[Stored data entries]
%%
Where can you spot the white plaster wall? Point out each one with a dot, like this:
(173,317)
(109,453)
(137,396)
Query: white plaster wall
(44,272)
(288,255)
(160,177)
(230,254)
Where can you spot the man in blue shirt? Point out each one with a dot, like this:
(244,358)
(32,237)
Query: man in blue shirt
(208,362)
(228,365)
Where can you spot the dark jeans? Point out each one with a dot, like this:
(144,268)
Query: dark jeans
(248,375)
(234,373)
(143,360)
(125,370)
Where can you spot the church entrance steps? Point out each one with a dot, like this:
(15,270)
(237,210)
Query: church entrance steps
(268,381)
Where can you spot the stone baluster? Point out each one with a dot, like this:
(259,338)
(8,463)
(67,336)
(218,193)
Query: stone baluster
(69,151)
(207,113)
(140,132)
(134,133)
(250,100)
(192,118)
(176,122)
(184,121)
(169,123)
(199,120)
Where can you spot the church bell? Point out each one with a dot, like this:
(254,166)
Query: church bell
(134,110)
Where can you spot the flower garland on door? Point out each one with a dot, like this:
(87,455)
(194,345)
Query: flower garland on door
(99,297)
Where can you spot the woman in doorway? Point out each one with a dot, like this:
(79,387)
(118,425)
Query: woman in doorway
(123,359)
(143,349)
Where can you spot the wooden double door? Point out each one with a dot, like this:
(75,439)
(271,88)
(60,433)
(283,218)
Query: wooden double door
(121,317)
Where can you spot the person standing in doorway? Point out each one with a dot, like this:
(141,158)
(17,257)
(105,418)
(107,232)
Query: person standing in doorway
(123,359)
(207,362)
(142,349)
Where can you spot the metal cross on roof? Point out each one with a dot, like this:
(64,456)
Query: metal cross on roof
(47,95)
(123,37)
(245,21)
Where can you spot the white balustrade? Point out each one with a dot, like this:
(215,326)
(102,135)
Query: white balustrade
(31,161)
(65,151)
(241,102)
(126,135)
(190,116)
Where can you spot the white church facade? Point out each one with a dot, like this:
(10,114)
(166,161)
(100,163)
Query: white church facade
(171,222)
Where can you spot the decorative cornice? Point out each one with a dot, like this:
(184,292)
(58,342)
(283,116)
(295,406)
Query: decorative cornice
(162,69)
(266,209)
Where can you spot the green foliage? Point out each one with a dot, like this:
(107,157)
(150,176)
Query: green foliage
%%
WHAT YOU ARE ASKED TO DO »
Every record shown above should be set down again exactly.

TASK ANSWER »
Where can you spot the white plaster wall? Point out each one with a dot, like this:
(173,317)
(109,453)
(137,396)
Query: white plaster wall
(44,272)
(288,255)
(160,177)
(230,254)
Where can you spot the man in blue shirt? Point out each one with a dot, like this:
(244,358)
(32,237)
Query: man in blue shirt
(208,362)
(228,365)
Where can you spot the dark jeans? Point out each one with a dot, like this:
(144,268)
Query: dark jeans
(248,375)
(234,373)
(143,360)
(125,370)
Where can you spot the church entrance steps? Point out each one with a dot, like this:
(15,270)
(237,210)
Query: church entrance steps
(268,381)
Where can you spot the stone baluster? Point out each one with a dot, like this:
(259,338)
(8,463)
(67,336)
(218,193)
Query: stone baluster
(69,151)
(207,113)
(140,132)
(134,133)
(250,100)
(192,118)
(176,122)
(184,121)
(169,123)
(199,120)
Where can you spot the church bell? Point out each one with a dot, like this:
(254,166)
Query: church bell
(134,110)
Where can you spot the flower garland on door? Point out each one with a dot, like this:
(87,455)
(194,345)
Query: flower garland on door
(99,297)
Where can you spot the woman in doorway? Point out each one with a dot, like this:
(79,387)
(118,425)
Query: woman in doorway
(123,359)
(143,349)
Where can you spot the wooden double door? Point out each one with a dot, like this:
(75,439)
(271,88)
(60,433)
(283,218)
Query: wooden double door
(121,317)
Where can you spot the person standing in doorway? Point out each one with a dot, like this:
(141,158)
(17,257)
(105,418)
(107,232)
Query: person standing in doorway
(123,359)
(207,362)
(142,349)
Where can you spot the metal cross on roof? Point out each one with a dot, like this:
(64,456)
Query: metal cross on roof
(47,95)
(123,37)
(245,21)
Where can you spot the white balustrade? Point out each one with a dot, like this:
(215,326)
(102,135)
Query: white balustrade
(31,161)
(65,151)
(241,102)
(126,135)
(190,116)
Where can you spot the white church facade? Point out each one with a dot, like this:
(10,114)
(166,161)
(100,163)
Query: white church facade
(171,222)
Where can you spot the decorative cornice? Point out each one with a dot, like this:
(184,292)
(58,342)
(283,116)
(295,406)
Query: decorative cornice
(162,69)
(266,209)
Where can you spot the green foliage? Point out each one with a dot, like this:
(107,157)
(150,176)
Query: green foliage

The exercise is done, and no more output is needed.